— Data under study —

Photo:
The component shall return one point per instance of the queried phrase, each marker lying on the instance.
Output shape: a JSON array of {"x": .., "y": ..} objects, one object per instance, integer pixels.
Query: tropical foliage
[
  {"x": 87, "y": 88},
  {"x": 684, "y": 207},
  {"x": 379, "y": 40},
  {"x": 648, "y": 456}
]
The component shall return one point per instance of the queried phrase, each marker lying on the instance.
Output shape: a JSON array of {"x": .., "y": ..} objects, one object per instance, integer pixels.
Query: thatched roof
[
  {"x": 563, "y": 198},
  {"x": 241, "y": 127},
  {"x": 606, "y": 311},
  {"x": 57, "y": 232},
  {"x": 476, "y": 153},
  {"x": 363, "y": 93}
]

— Work order —
Your answer should consist of every record, printed exactly as given.

— Solution —
Photo:
The component shall return one point per instance of the queried phrase, each marker lying on the instance.
Output shape: a JSON array of {"x": .., "y": ..} objects, one object per instance, integer pixels.
Query: tropical foliage
[
  {"x": 87, "y": 88},
  {"x": 684, "y": 207},
  {"x": 379, "y": 40},
  {"x": 648, "y": 456}
]
The component shall return one point per instance of the queried phrase, each marker lying on the instance.
Output shape: a JSON array of {"x": .., "y": ..} objects, one object per instance, integer pixels.
Query: thatched roof
[
  {"x": 563, "y": 198},
  {"x": 241, "y": 127},
  {"x": 606, "y": 311},
  {"x": 57, "y": 232},
  {"x": 476, "y": 153},
  {"x": 363, "y": 93}
]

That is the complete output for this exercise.